### [Extracted information]
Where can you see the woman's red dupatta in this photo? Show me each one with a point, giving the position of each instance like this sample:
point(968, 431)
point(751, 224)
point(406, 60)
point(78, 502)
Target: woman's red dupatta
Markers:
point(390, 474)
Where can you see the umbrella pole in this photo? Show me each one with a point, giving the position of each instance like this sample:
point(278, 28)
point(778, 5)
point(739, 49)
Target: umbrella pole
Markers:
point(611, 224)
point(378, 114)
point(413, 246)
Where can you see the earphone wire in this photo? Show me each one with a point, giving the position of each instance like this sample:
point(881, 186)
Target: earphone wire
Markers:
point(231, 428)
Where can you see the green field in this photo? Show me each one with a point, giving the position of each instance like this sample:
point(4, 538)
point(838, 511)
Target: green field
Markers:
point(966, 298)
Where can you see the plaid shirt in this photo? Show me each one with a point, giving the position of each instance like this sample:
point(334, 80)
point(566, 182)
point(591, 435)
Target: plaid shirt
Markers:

### [Problem]
Rewrite the section of the listing from the line containing "Where can you see the earphone" through the line containing "point(966, 298)", renaming "earphone wire" to "earbud cable" throughout and leaving everything else unchanged.

### [Full response]
Where can you see the earbud cable in this photo? Show me each one with a point, giving the position of each instance like this sample:
point(881, 186)
Target: earbud cable
Markers:
point(231, 428)
Where can you see the green field in this photo? Show me each one with a point, giving the position of each instance like this sample:
point(4, 538)
point(838, 511)
Target: green field
Markers:
point(966, 298)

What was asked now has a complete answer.